Text block ->
Showing posts with label Global warming. Show all posts
Showing posts with label Global warming. Show all posts

Wednesday, February 9, 2011

I'm going with the Nobel Prize-winning economist and the scientific community on this one.


RedState's Vladimir has taken it upon himself to write another ignorant post about climate change. (This is what I had to say about one of his previous posts.)

His target: Paul Krugman. He quotes Krugman as writing the following:
While several factors have contributed to soaring food prices, what really stands out is the extent to which severe weather events have disrupted agricultural production. And these severe weather events are exactly the kind of thing we’d expect to see as rising concentrations of greenhouse gases change our climate — which means that the current food price surge may be just the beginning.
Vladimir responds to Krugman as follows:
[H]aven’t we heard this all before?

“Gee, this is some crazy weather we’ve been having.”

I’m old enough to remember some pretty darn extreme weather, like Hurricane Camille, a monster Cat 5 storm that devastated the Mississippi Gulf Coast in 1969. There was the Super Tornado Outbreak of April, 1974: a complex of 148 twisters that spun across hundreds of mile of the Midwest, killing 148, injuring 5,300, and wiping the town of Xenia, OH off the map. And lest we forget the record cold winter of 1977-78, when natural gas supplies ran low.

Many of our impressions of current extreme weather conditions have to do with the fact that 1) they’re fresh in our memories; 2) we have better communications and 3) higher population densities than in times past.

Complaining about extreme weather is part of the human condition. 
Vladimir then goes on to cite 19 stories about extreme weather dating back to 1888 (I am assuming that none of them were fabricated), and in some cases the extreme weather prompted speculation that the climate was changing. I take it that Vladimir considers that speculation to have been unfounded.

So, what's wrong with Vladimir's response?

Vladimir is attributing to Krugman the following argument:
  1. There have been recent outbreaks of severe weather.

What needs to be done -> Carry on writing the climate change blog post above, starting right after its last line. The items that come next are separate from the climate change post.

Given information ->

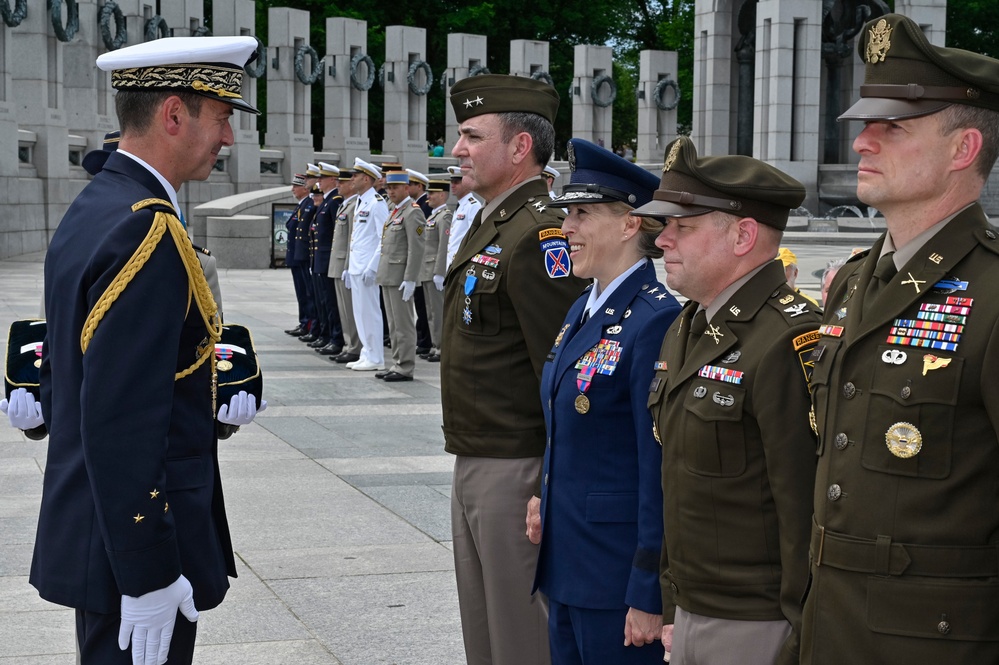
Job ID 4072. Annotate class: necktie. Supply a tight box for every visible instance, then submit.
--
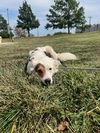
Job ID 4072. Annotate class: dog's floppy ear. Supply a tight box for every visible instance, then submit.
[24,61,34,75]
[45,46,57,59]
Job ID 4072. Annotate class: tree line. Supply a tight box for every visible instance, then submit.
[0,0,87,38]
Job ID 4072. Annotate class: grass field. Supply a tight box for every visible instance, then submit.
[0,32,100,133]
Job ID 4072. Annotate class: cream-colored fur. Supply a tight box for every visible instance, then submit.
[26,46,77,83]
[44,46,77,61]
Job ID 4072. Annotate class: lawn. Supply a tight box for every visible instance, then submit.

Answer to this task ->
  2. Therefore, global climate change is real. 
Granted, Vladimir says nothing about global climate change, but there is little doubt that Vladimir's response is intended to convince his readers that recent severe weather is not evidence that the climate is changing. That is, Vladimir is arguing that the truth of (1) isn't sufficient evidence for the truth of (2).

But if you put the quotation in context and read the rest of Krugman's column, you'll find that Krugman's argument is much stronger than the one Vladimir attributes to him:
It’s true that growth in emerging nations like China leads to rising meat consumption, and hence rising demand for animal feed. It’s also true that agricultural raw materials, especially cotton, compete for land and other resources with food crops — as does the subsidized production of ethanol, which consumes a lot of corn. So both economic growth and bad energy policy have played some role in the food price surge. 
Still, food prices lagged behind the prices of other commodities until last summer. Then the weather struck.  
Consider the case of wheat, whose price has almost doubled since the summer. The immediate cause of the wheat price spike is obvious: world production is down sharply. The bulk of that production decline, according to U.S. Department of Agriculture data, reflects a sharp plunge in the former Soviet Union. And we know what that’s about: a record heat wave and drought, which pushed Moscow temperatures above 100 degrees for the first time ever.  
The Russian heat wave was only one of many recent extreme weather events, from dry weather in Brazil to biblical-proportion flooding in Australia, that have damaged world food production.  
The question then becomes, what’s behind all this extreme weather?  
To some extent we’re seeing the results of a natural phenomenon, La Niña — a periodic event in which water in the equatorial Pacific becomes cooler than normal. And La Niña events have historically been associated with global food crises, including the crisis of 2007-8.  
But that’s not the whole story. Don’t let the snow fool you: globally, 2010 was tied with 2005 for warmest year on record, even though we were at a solar minimum and La Niña was a cooling factor in the second half of the year. Temperature records were set not just in Russia but in no fewer than 19 countries, covering a fifth of the world’s land area. And both droughts and floods are natural consequences of a warming world: droughts because it’s hotter, floods because warm oceans release more water vapor.  
As always, you can’t attribute any one weather event to greenhouse gases. But the pattern we’re seeing, with extreme highs and extreme weather in general becoming much more common, is just what you’d expect from climate change.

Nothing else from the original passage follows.